▶ **GOAL**
Rewrite the records below with "broadcast still" swapped for "video frame" everywhere it occurs, leaving all other text unchanged.
#####
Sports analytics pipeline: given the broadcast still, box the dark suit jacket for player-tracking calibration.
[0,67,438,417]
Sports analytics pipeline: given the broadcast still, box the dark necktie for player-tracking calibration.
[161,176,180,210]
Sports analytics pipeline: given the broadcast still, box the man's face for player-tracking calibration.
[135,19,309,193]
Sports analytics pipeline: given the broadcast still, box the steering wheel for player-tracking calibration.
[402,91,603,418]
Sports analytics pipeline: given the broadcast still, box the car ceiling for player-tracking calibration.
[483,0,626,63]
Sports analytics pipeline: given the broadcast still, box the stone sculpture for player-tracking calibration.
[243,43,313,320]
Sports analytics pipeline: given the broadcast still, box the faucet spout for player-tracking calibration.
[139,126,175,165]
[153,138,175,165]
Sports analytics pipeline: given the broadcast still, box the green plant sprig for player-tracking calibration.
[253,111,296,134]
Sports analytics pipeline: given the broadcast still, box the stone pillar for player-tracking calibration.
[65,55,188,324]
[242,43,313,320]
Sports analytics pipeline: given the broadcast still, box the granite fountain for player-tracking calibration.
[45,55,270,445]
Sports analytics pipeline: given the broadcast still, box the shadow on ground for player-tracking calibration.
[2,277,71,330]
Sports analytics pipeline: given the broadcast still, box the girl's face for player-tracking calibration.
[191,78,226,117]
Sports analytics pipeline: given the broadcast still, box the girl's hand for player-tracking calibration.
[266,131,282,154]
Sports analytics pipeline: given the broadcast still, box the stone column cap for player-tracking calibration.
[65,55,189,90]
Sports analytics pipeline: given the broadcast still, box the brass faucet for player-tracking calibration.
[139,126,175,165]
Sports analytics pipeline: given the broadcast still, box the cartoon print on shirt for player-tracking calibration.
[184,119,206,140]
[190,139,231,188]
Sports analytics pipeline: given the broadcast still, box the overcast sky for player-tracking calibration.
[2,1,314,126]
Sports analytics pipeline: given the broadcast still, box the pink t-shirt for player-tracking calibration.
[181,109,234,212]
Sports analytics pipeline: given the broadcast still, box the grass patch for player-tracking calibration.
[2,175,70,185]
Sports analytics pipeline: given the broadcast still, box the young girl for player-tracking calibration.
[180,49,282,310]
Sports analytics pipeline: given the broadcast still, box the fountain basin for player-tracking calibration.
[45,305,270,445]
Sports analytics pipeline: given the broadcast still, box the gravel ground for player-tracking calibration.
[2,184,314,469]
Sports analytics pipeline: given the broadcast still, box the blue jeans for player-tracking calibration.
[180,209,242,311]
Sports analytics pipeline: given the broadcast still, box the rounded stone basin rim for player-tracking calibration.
#####
▶ **EXPECTED ANSWER**
Sports analytics pipeline: given the video frame, box the dark suit jacket for player-tracking calibration.
[0,67,438,417]
Sports analytics pipeline: given the video frame, box the dark necktie for player-tracking calibration.
[161,176,180,210]
Sports analytics pipeline: given the video frame, box the man's face for player-tracking calibration.
[135,19,309,193]
Sports analytics pipeline: given the video frame, box the steering wheel for player-tracking calibration.
[402,91,603,418]
Sports analytics pipeline: given the video frame, box the car ceiling for player-tracking calibration.
[483,0,626,63]
Sports analytics pipeline: given the video frame, box the stone sculpture for player-tracking calibration.
[243,43,313,320]
Sports analytics pipeline: given the video frame, box the faucet spout for player-tracking calibration.
[139,126,175,165]
[153,138,175,165]
Sports analytics pipeline: given the video frame, box the green plant sprig for player-tracking calibration.
[253,111,296,134]
Sports analytics pipeline: given the video frame, box the stone pillar for player-tracking calibration.
[65,55,188,324]
[242,43,313,320]
Sports analytics pipeline: given the video frame, box the granite fountain for player-tracking calibration.
[45,55,270,445]
Sports analytics pipeline: given the video frame, box the shadow on ground for player-tracking calibration.
[2,277,71,330]
Sports analytics pipeline: given the video frame, box the girl's face for player-tracking calibration.
[191,78,226,117]
Sports analytics pipeline: given the video frame, box the girl's hand for player-tracking calibration.
[266,131,282,154]
Sports analytics pipeline: given the video frame, box the stone column cap for player-tracking calibration.
[65,55,189,90]
Sports analytics pipeline: given the video frame, box the brass faucet for player-tracking calibration.
[139,126,175,165]
Sports analytics pipeline: given the video frame, box the cartoon print on shirt for player-tracking calibration.
[184,119,206,140]
[190,139,231,188]
Sports analytics pipeline: given the video frame, box the overcast sky for player-tracking calibration.
[2,1,314,126]
Sports analytics pipeline: given the video frame, box the pink t-shirt for player-tracking calibration.
[181,109,234,212]
Sports analytics pipeline: given the video frame, box the grass patch for player-tracking calibration.
[2,175,70,185]
Sports analytics pipeline: given the video frame, box the young girl for player-tracking calibration.
[180,49,282,310]
Sports analytics pipeline: given the video frame, box the fountain basin for player-tracking calibration.
[45,305,270,445]
Sports analytics pipeline: given the video frame, box the gravel ground for player-tracking calibration.
[2,184,314,469]
Sports analytics pipeline: given the video frame, box the blue jeans for player-tracking calibration.
[180,209,242,311]
Sports analytics pipeline: given the video frame, box the rounded stone basin rim for player-tracking calibration.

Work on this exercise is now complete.